** BEGIN Extracted data **
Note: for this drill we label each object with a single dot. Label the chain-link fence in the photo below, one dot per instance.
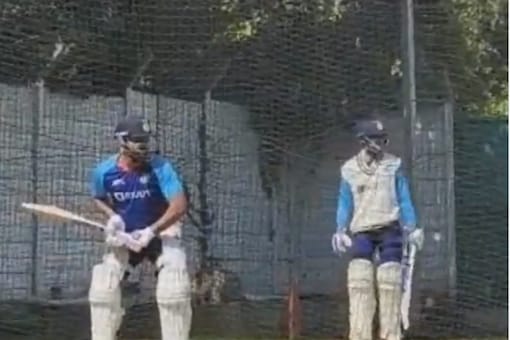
(252, 102)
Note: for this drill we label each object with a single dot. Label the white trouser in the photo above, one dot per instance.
(106, 310)
(173, 291)
(389, 285)
(362, 299)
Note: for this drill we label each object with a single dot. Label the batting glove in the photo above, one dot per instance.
** END Extracted data **
* _Exercise prompt_: Write out all the records above again with every "drill" changed to "exercise" and nothing else altered. Leave the pictures out.

* _Worked answer_:
Note: for this exercise we label each object with a single dot. Label the chain-link fence in the photo below, one dot per instance.
(252, 102)
Note: for this exercise we label each object with a single dot. Label the white trouser in the photo above, one dot per instance.
(106, 310)
(173, 291)
(389, 285)
(362, 299)
Note: for this exercise we label each object with a single dot. Label the batting glove in the photo above, one dot per instance.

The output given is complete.